| Text shown |
════════════════

STRUCTURAL ASPECTS OF TRANSITION METAL OXIDE CATHODE MATERIALS FOR LITHIUM BATTERIES. Christina Lampe-Onnerud, Massachusetts Institute of Technology, Cambridge MA 02139, S. Greenbaum, P.E. Stallworth, S. Kostov, and M. DenBoer, The City University of New York, Hunter College, New York NY 10021, Denis Fauteux and Arthur Massucco, Arthur D. Little Inc., Battery Technology Center, Cambridge MA 02140

First-row transition metal oxides have over the years received much interest as cathode materials for lithium intercalation in rechargeable cells. Strong candidates for a future thin-film battery include Li_xV₆O₁₃, LiCoO₂, and spinel Li_xMn₂O₄ systems, exhibiting high capacity in an attractive voltage range for application devices. The crystallinity and atomic arrangement will be addressed in the light of X-ray and neutron diffraction in combination with spectroscopic evaluation by NEXAFS, EPR and NMR.

Neutron diffraction shows that as lithium is intercalated into V₆0₁₃, the (O,O,O)-position starts to fill. However, upon further intercalation, powder diffraction identifies an increasing amorphous component. ⁵¹V and ⁷Li NMR line shape and spin-lattice relaxation time measurements for Li_XV₆0₁₃ (O<x<6) shows some changes in conduction pathways or mechanisms as a function of x, although the NMR results are dominated by the presence of paramagnetic V⁴⁺. Our previous findings identifying four phases (Li_xV₆O₁₃; x=0.5, 1.5, 3, and 6) were confirmed by the spectroscopic measurements.

X-ray Rietveld refinements on LiCoO₂ and spinel Li_xMn₂O₄ show that a dynamic and flexible synthesis process leads to well-defined phase-pure and highly crystalline materials. Results from cathode materials containing chromium and iron substitution for manganese using diffraction and EXAFS are also reported. Questions regarding the possible clustering of Mn- or Cr-rich domains will be addressed.

════════════════

| Data for grounding referring expressions |
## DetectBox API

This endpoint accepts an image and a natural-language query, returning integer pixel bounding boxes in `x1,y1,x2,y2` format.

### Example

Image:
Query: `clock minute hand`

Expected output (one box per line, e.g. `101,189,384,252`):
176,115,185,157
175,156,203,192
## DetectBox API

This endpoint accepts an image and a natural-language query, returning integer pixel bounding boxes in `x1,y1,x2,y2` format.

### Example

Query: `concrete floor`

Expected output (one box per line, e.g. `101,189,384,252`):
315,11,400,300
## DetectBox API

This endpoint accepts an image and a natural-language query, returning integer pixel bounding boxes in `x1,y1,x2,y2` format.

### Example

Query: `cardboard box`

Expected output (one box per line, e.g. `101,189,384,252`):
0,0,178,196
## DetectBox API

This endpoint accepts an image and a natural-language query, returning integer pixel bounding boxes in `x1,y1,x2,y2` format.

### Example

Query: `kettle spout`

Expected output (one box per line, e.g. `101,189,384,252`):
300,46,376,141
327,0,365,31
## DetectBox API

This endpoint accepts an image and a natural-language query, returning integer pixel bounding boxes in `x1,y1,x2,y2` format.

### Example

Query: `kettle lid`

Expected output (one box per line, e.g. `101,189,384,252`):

════════════════

| Prompt 1 |
Decide whether each statement agrees with the cathode abstract. For each, answer yes or no and quote the words of the abstract that settle it. (a) The spectroscopic measurements confirmed four previously identified phases. (b) Paramagnetic V⁴⁺ has little bearing on the NMR results. (c) The reported chromium and iron substitutions replace cobalt.
| Prompt 2 |
Update the part of the cathode abstract that opens with the words containing "Neutron diffraction shows" and closes with "the spectroscopic measurements.", replacing "powder diffraction" with "X-ray diffraction".
| Prompt 3 |
Rewrite the paragraph of the cathode abstract beginning "X-ray Rietveld refinements on LiCoO₂" as a short list that keeps its main facts.
The items are separate material and have no connection to the cathode abstract.

| Your solution 1 |
(a) Yes: "Our previous findings identifying four phases (Li_xV₆O₁₃; x=0.5, 1.5, 3, and 6) were confirmed by the spectroscopic measurements."
(b) No: "the NMR results are dominated by the presence of paramagnetic V⁴⁺"
(c) No: "containing chromium and iron substitution for manganese"

| Your solution 2 |
Neutron diffraction shows that as lithium is intercalated into V₆0₁₃, the (O,O,O)-position starts to fill. However, upon further intercalation, X-ray diffraction identifies an increasing amorphous component. ⁵¹V and ⁷Li NMR line shape and spin-lattice relaxation time measurements for Li_XV₆0₁₃ (O<x<6) shows some changes in conduction pathways or mechanisms as a function of x, although the NMR results are dominated by the presence of paramagnetic V⁴⁺. Our previous findings identifying four phases (Li_xV₆O₁₃; x=0.5, 1.5, 3, and 6) were confirmed by the spectroscopic measurements.

| Your solution 3 |
- X-ray Rietveld refinements on LiCoO₂ and spinel Li_xMn₂O₄ show that a dynamic, flexible synthesis process yields well-defined, phase-pure, highly crystalline materials.
- Diffraction and EXAFS results are reported for cathode materials in which chromium and iron substitute for manganese.
- The possible clustering of Mn- or Cr-rich domains will be addressed.